═════ Information shown ═════

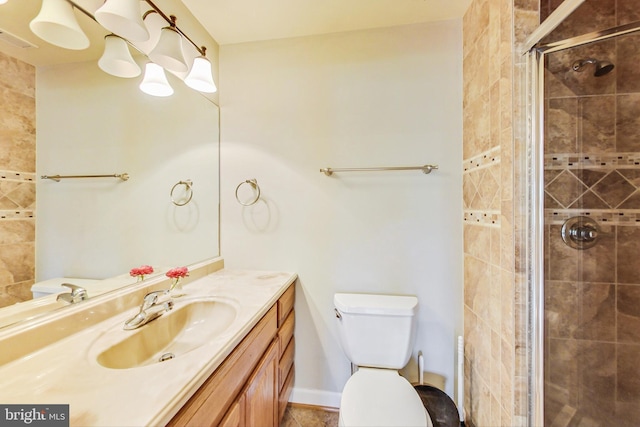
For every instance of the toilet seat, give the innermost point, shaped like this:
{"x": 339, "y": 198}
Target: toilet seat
{"x": 381, "y": 397}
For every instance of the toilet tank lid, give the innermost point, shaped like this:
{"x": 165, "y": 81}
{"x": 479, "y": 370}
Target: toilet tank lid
{"x": 392, "y": 305}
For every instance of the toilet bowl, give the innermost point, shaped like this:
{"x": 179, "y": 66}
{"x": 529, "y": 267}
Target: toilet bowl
{"x": 377, "y": 333}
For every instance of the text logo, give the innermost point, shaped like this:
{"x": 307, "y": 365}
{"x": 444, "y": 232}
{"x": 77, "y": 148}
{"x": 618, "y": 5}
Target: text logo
{"x": 34, "y": 415}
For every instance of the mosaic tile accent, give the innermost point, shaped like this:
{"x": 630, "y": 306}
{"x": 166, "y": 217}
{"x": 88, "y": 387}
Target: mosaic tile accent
{"x": 593, "y": 188}
{"x": 17, "y": 176}
{"x": 491, "y": 218}
{"x": 608, "y": 216}
{"x": 488, "y": 158}
{"x": 591, "y": 161}
{"x": 17, "y": 179}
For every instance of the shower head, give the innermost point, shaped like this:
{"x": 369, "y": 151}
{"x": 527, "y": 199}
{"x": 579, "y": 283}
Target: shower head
{"x": 602, "y": 67}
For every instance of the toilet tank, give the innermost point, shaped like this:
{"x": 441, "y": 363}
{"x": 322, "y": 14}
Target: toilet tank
{"x": 377, "y": 331}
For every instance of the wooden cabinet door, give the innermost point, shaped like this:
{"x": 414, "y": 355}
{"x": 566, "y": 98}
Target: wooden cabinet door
{"x": 261, "y": 396}
{"x": 235, "y": 416}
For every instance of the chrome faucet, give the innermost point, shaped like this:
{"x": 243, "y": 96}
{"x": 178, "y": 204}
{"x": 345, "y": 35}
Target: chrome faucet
{"x": 149, "y": 310}
{"x": 77, "y": 294}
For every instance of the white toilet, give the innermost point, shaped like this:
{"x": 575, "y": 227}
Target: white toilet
{"x": 377, "y": 334}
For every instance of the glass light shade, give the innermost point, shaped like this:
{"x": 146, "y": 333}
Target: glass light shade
{"x": 155, "y": 81}
{"x": 123, "y": 18}
{"x": 168, "y": 52}
{"x": 154, "y": 24}
{"x": 116, "y": 59}
{"x": 200, "y": 77}
{"x": 56, "y": 24}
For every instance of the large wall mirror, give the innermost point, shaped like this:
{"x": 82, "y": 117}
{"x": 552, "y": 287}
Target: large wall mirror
{"x": 61, "y": 115}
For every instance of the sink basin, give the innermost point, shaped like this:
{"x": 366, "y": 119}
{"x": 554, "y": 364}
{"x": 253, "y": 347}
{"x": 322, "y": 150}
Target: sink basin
{"x": 188, "y": 326}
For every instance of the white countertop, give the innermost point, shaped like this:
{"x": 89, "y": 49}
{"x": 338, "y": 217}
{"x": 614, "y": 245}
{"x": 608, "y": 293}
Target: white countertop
{"x": 66, "y": 371}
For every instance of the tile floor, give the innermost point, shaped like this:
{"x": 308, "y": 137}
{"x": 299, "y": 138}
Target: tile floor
{"x": 307, "y": 416}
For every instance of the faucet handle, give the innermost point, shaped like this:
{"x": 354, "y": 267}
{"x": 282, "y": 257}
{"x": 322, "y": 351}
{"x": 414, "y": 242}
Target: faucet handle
{"x": 152, "y": 297}
{"x": 77, "y": 292}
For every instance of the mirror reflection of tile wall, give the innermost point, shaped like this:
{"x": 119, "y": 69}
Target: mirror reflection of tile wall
{"x": 17, "y": 179}
{"x": 592, "y": 168}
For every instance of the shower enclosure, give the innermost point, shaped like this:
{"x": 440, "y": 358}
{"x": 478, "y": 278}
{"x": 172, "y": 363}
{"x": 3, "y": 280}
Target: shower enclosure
{"x": 585, "y": 209}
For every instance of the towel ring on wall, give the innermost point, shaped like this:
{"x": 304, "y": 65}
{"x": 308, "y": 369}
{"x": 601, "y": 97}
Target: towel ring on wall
{"x": 253, "y": 183}
{"x": 188, "y": 188}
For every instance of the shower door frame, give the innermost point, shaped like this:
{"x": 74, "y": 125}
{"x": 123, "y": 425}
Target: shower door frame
{"x": 534, "y": 167}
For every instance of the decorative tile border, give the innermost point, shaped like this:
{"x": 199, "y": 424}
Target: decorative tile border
{"x": 485, "y": 159}
{"x": 592, "y": 161}
{"x": 490, "y": 218}
{"x": 17, "y": 176}
{"x": 608, "y": 216}
{"x": 16, "y": 214}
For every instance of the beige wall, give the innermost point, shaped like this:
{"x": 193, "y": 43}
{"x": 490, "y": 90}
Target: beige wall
{"x": 494, "y": 291}
{"x": 17, "y": 179}
{"x": 356, "y": 99}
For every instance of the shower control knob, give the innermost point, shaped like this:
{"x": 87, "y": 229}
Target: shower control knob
{"x": 583, "y": 234}
{"x": 580, "y": 232}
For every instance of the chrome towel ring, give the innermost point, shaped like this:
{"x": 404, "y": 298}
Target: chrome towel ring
{"x": 188, "y": 189}
{"x": 254, "y": 184}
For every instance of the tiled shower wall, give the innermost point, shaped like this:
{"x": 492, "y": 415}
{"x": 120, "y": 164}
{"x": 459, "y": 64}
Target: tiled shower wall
{"x": 592, "y": 168}
{"x": 17, "y": 179}
{"x": 494, "y": 285}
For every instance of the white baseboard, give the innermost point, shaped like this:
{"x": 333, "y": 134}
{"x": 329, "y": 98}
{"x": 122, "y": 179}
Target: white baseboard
{"x": 312, "y": 397}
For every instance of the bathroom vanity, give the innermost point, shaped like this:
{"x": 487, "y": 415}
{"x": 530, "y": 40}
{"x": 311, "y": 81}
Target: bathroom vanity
{"x": 253, "y": 384}
{"x": 230, "y": 339}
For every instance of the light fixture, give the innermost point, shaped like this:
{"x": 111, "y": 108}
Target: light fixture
{"x": 168, "y": 52}
{"x": 200, "y": 77}
{"x": 123, "y": 18}
{"x": 154, "y": 23}
{"x": 56, "y": 24}
{"x": 116, "y": 59}
{"x": 155, "y": 81}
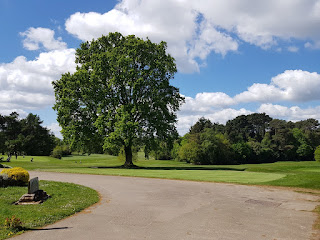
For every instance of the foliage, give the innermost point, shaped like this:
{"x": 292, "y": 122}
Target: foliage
{"x": 206, "y": 147}
{"x": 60, "y": 151}
{"x": 317, "y": 154}
{"x": 119, "y": 93}
{"x": 18, "y": 175}
{"x": 254, "y": 138}
{"x": 24, "y": 136}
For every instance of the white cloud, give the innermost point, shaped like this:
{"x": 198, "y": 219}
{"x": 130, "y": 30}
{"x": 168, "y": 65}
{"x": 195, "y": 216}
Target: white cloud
{"x": 206, "y": 102}
{"x": 185, "y": 121}
{"x": 294, "y": 113}
{"x": 293, "y": 49}
{"x": 169, "y": 20}
{"x": 194, "y": 29}
{"x": 35, "y": 38}
{"x": 56, "y": 129}
{"x": 27, "y": 84}
{"x": 291, "y": 85}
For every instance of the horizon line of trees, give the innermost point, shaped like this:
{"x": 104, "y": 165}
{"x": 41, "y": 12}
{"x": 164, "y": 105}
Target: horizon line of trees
{"x": 254, "y": 138}
{"x": 25, "y": 136}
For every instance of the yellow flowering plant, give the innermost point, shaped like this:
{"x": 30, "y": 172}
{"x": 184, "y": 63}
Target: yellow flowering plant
{"x": 17, "y": 174}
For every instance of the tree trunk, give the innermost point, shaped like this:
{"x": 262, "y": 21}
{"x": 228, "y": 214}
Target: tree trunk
{"x": 128, "y": 152}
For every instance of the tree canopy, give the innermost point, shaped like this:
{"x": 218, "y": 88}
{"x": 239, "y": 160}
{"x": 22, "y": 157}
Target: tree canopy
{"x": 254, "y": 138}
{"x": 119, "y": 95}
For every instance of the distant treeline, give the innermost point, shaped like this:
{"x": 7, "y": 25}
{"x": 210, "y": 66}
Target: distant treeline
{"x": 255, "y": 138}
{"x": 25, "y": 136}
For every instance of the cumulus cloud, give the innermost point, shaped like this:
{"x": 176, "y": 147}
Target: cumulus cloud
{"x": 35, "y": 38}
{"x": 205, "y": 102}
{"x": 55, "y": 129}
{"x": 293, "y": 113}
{"x": 188, "y": 36}
{"x": 185, "y": 121}
{"x": 291, "y": 85}
{"x": 27, "y": 84}
{"x": 194, "y": 29}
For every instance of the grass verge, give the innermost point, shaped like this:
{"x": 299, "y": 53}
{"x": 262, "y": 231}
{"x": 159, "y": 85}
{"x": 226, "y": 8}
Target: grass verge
{"x": 66, "y": 199}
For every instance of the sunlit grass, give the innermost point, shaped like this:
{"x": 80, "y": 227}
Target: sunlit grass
{"x": 66, "y": 199}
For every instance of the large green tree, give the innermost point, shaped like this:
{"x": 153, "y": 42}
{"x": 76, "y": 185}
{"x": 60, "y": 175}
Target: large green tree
{"x": 120, "y": 93}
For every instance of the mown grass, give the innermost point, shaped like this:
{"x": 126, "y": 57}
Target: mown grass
{"x": 287, "y": 174}
{"x": 66, "y": 199}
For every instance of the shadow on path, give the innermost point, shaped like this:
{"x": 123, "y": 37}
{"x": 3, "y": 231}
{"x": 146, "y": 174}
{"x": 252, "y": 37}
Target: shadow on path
{"x": 170, "y": 168}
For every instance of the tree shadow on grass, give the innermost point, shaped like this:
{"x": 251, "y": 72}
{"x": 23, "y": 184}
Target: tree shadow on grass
{"x": 170, "y": 168}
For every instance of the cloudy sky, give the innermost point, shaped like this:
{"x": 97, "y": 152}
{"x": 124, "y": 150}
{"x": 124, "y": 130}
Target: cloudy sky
{"x": 234, "y": 56}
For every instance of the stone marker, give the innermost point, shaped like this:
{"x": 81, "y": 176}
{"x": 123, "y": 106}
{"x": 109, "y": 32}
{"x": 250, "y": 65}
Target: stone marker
{"x": 33, "y": 185}
{"x": 34, "y": 195}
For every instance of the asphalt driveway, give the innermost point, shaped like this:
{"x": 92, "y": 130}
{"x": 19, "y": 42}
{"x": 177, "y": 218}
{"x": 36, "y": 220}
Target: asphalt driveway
{"x": 141, "y": 208}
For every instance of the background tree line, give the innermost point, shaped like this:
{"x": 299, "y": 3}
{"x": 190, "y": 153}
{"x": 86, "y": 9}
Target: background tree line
{"x": 25, "y": 136}
{"x": 254, "y": 138}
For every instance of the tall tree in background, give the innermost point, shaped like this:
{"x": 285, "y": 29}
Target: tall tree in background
{"x": 120, "y": 92}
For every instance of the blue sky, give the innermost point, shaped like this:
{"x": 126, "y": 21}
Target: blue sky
{"x": 234, "y": 57}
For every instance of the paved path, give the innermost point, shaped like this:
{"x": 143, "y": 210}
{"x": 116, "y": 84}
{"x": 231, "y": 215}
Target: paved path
{"x": 140, "y": 208}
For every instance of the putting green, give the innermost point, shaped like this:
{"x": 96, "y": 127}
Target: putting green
{"x": 195, "y": 175}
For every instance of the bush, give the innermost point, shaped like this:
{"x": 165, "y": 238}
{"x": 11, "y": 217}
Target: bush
{"x": 16, "y": 175}
{"x": 4, "y": 180}
{"x": 317, "y": 154}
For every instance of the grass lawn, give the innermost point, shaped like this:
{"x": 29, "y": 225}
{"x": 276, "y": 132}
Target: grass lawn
{"x": 64, "y": 202}
{"x": 288, "y": 174}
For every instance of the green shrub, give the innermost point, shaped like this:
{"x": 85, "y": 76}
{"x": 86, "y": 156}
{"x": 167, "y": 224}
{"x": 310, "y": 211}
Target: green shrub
{"x": 317, "y": 154}
{"x": 16, "y": 175}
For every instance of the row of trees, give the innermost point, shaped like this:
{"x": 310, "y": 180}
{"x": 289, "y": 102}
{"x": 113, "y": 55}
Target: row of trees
{"x": 255, "y": 138}
{"x": 25, "y": 136}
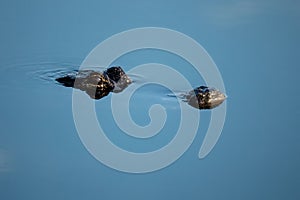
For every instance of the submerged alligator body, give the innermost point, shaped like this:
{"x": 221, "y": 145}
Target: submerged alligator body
{"x": 204, "y": 97}
{"x": 98, "y": 85}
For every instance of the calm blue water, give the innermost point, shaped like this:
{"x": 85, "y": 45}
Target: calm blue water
{"x": 255, "y": 44}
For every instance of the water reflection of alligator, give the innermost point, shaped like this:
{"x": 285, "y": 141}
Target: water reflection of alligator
{"x": 114, "y": 79}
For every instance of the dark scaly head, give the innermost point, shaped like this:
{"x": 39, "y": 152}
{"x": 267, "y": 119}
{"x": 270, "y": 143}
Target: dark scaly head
{"x": 205, "y": 98}
{"x": 118, "y": 76}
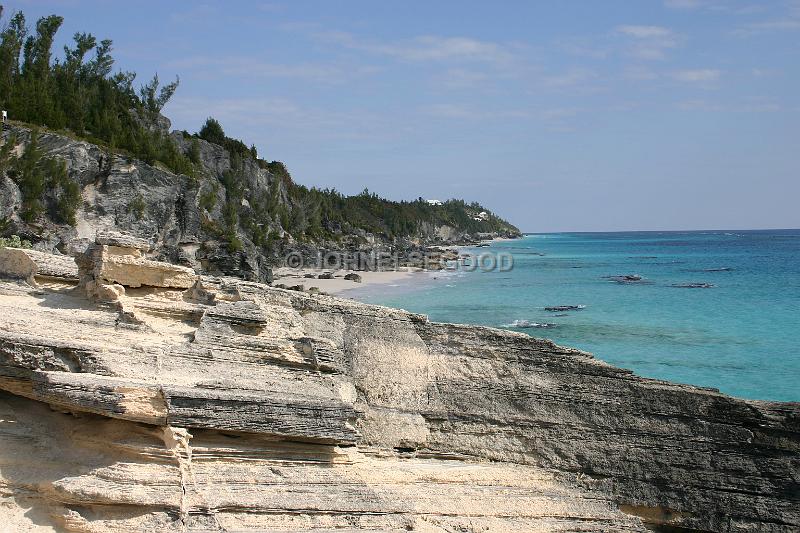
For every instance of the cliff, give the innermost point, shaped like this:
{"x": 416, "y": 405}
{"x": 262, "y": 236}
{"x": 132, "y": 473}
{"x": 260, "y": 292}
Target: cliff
{"x": 133, "y": 403}
{"x": 236, "y": 215}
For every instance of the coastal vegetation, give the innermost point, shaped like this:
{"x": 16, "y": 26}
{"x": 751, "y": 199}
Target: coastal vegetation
{"x": 78, "y": 95}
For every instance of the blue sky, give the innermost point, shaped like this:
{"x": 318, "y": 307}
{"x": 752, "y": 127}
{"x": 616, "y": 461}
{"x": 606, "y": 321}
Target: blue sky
{"x": 568, "y": 115}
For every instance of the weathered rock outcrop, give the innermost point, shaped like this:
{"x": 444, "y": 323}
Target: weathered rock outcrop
{"x": 184, "y": 218}
{"x": 233, "y": 406}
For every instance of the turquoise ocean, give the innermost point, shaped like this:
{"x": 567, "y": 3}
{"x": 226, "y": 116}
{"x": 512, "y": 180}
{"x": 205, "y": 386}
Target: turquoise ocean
{"x": 711, "y": 308}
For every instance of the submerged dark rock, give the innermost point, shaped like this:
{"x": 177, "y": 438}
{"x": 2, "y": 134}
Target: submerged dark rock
{"x": 525, "y": 324}
{"x": 561, "y": 308}
{"x": 697, "y": 285}
{"x": 626, "y": 278}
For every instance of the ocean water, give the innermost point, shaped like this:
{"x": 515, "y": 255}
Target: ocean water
{"x": 740, "y": 334}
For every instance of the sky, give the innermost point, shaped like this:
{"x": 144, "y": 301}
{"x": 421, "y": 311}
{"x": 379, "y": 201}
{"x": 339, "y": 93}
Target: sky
{"x": 559, "y": 116}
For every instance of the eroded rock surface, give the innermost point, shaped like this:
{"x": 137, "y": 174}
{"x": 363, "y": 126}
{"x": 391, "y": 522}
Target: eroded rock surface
{"x": 233, "y": 406}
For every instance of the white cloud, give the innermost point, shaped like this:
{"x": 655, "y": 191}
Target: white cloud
{"x": 645, "y": 32}
{"x": 706, "y": 75}
{"x": 789, "y": 20}
{"x": 426, "y": 48}
{"x": 649, "y": 42}
{"x": 214, "y": 67}
{"x": 685, "y": 4}
{"x": 572, "y": 77}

═════

Only the lines from the start of the records to the one containing "For every instance of the large wall" should be repeated, exactly and with both ends kept; drop any pictures.

For every instance of the toilet seat, give the innermost point, shaped like this:
{"x": 339, "y": 198}
Target: toilet seat
{"x": 381, "y": 397}
For every instance of the toilet tank lid, give the innermost point, shaped like this:
{"x": 165, "y": 81}
{"x": 479, "y": 370}
Target: toilet tank lid
{"x": 392, "y": 305}
For every instance of the toilet bowl, give the innermost point, shaped like this:
{"x": 179, "y": 66}
{"x": 529, "y": 267}
Target: toilet bowl
{"x": 377, "y": 333}
For every instance of the text logo, give the innermost point, shaped like this:
{"x": 307, "y": 365}
{"x": 444, "y": 232}
{"x": 77, "y": 148}
{"x": 618, "y": 5}
Target: text logo
{"x": 34, "y": 415}
For every instance of the mosaic tile accent, give the innermost point, shaped like this:
{"x": 630, "y": 306}
{"x": 166, "y": 217}
{"x": 88, "y": 387}
Target: mosaic tile accent
{"x": 593, "y": 188}
{"x": 17, "y": 176}
{"x": 491, "y": 218}
{"x": 608, "y": 216}
{"x": 488, "y": 158}
{"x": 591, "y": 161}
{"x": 17, "y": 179}
For every instance of the shower head, give the innermost point, shaped like this:
{"x": 369, "y": 151}
{"x": 527, "y": 199}
{"x": 579, "y": 283}
Target: shower head
{"x": 602, "y": 67}
For every instance of the toilet tank, give the innermost point, shaped like this:
{"x": 441, "y": 363}
{"x": 322, "y": 14}
Target: toilet tank
{"x": 377, "y": 331}
For every instance of the wooden cabinet door, give the innermost point, shaped like this:
{"x": 414, "y": 355}
{"x": 566, "y": 98}
Target: wooden cabinet door
{"x": 261, "y": 396}
{"x": 235, "y": 416}
For every instance of the chrome faucet, give the innermost point, shaped like this:
{"x": 243, "y": 96}
{"x": 178, "y": 204}
{"x": 345, "y": 35}
Target: chrome faucet
{"x": 149, "y": 310}
{"x": 77, "y": 294}
For every instance of the white toilet, give the innermost point, shaped like this:
{"x": 575, "y": 227}
Target: white toilet
{"x": 377, "y": 334}
For every instance of the glass light shade, give the innermost point, shaped like this:
{"x": 146, "y": 333}
Target: glass light shade
{"x": 155, "y": 81}
{"x": 123, "y": 18}
{"x": 168, "y": 52}
{"x": 154, "y": 24}
{"x": 116, "y": 59}
{"x": 200, "y": 77}
{"x": 56, "y": 24}
For every instance of the large wall mirror, give the innermost point, shaped like this:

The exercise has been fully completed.